▶ Предложенный отрывок:
Присутствующие согласились, но пожелание осталось лишь пожеланием.

 

 

23-25 ЯНВАРЯ 1966

 

Обсуждение в ЦДЛ и теплые слова – это хорошо, выпады Юнны Мориц – чепуха, но в газетах гнусные статьи против Синявского и Даниэля!

Мы собрались у Нади Солнцевой и Игоря Голубева. Были новые смогисты, которые понимали, что старый лозунг "СМОГ  вне политики" устарел, да и сама практика общества нарушала этот тезис.

Помню, были Миловзорова, Васютков, Кушев, Реброва, художники Евдокимов и Киблицкий. Евдокимов, подражая Абраму Терцу (Синявскому) стал называть себя Хаим Бронс.

Читали стихи, спорили о дальнейшем пути.

- Что спорить, когда за окном машина с буквами МОГ? - каламбурил Кушев, намекая на постоянную слежку.

Катюша Миловзорова тут же откликнулась экспромтом:

Нас обвели вокруг пальца. Не надо смотреть сквозь пальцы, надо вернуть потерянное. Но до чего мы потеряны! Но до чего мы забиты! Ходим, вечно забытые,

ходим вечно околицей, прячась от синих околышей, плюем вслед машине "МОГ". Образовали CMOГ.

Боже,  какие мы нытики!

Всех нас замучили критики...

Есть только два пути:

или ТУДА уйти,

или - стать шизофреником.

Хочешь пряников?

▶ Перечень данных:
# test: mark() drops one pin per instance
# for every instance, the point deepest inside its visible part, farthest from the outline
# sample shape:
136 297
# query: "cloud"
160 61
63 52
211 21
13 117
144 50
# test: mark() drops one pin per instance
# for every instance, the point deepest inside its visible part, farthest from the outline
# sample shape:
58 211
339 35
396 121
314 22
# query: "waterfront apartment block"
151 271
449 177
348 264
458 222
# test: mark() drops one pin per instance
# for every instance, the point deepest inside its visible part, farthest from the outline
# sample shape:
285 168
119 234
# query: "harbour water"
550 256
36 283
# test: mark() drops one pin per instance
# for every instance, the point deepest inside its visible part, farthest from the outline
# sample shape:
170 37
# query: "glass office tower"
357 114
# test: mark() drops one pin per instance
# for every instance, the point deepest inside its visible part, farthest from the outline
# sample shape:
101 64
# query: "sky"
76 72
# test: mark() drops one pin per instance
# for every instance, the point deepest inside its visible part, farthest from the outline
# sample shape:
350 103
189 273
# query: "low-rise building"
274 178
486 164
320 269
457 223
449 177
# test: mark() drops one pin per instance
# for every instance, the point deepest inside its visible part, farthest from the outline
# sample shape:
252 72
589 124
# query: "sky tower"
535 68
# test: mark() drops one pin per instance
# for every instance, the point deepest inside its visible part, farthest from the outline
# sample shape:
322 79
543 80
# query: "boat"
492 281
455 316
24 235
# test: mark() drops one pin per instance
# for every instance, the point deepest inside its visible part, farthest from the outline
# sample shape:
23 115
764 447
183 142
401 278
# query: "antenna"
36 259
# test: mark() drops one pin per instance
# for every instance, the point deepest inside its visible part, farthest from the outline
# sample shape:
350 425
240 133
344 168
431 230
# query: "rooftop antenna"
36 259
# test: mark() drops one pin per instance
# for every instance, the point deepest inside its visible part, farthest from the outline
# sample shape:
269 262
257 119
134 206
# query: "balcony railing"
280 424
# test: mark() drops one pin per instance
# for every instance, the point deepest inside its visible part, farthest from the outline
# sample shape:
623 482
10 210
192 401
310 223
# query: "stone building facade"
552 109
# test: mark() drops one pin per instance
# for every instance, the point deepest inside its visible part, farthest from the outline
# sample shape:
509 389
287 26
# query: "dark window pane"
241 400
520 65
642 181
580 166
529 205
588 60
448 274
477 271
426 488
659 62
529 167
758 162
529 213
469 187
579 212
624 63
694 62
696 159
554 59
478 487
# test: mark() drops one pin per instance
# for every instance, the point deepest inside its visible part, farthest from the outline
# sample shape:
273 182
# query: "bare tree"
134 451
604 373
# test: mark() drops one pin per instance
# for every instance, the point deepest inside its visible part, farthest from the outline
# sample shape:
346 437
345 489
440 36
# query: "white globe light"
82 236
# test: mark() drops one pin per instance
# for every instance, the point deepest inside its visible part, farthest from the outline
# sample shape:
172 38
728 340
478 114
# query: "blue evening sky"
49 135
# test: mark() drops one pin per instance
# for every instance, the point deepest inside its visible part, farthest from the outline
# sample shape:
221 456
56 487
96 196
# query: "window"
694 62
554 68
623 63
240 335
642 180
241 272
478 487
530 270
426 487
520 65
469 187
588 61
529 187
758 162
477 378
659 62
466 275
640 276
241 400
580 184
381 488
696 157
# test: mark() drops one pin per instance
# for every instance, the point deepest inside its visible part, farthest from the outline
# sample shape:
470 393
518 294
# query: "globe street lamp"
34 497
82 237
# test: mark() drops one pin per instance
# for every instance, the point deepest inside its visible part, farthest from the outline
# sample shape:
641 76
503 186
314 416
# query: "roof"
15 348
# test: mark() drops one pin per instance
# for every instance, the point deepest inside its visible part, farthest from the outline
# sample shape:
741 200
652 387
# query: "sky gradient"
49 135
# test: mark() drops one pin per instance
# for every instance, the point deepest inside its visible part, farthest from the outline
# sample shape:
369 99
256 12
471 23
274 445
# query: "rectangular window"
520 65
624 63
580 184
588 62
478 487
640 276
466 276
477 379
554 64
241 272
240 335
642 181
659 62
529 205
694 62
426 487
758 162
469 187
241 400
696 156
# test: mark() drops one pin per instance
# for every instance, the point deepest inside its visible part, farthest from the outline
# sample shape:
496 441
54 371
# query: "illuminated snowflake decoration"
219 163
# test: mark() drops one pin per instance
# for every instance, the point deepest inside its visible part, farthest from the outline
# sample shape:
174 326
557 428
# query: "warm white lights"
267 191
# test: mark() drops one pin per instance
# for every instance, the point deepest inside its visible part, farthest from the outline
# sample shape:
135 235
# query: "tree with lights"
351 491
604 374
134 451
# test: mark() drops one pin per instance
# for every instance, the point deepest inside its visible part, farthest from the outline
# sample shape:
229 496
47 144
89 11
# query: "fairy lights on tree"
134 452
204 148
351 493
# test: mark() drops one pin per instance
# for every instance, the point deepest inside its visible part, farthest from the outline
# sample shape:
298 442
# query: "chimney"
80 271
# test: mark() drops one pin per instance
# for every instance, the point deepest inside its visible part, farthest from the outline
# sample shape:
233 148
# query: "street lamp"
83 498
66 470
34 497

▶ Примените прочитанное:
- 1) Перепечатайте из отрывка часть, которая открывается словами, содержащими «23-25 ЯНВАРЯ 1966», и завершается словами «о дальнейшем пути.».
- 2) Переведите на английский язык предложение из отрывка «Читали стихи, спорили о дальнейшем пути».
Записи представляют собой отдельный материал.

▶ Ответы к упражнению:
- 1)
23-25 ЯНВАРЯ 1966

 

Обсуждение в ЦДЛ и теплые слова – это хорошо, выпады Юнны Мориц – чепуха, но в газетах гнусные статьи против Синявского и Даниэля!

Мы собрались у Нади Солнцевой и Игоря Голубева. Были новые смогисты, которые понимали, что старый лозунг "СМОГ  вне политики" устарел, да и сама практика общества нарушала этот тезис.

Помню, были Миловзорова, Васютков, Кушев, Реброва, художники Евдокимов и Киблицкий. Евдокимов, подражая Абраму Терцу (Синявскому) стал называть себя Хаим Бронс.

Читали стихи, спорили о дальнейшем пути.

- 2) They read poems and argued about the path ahead.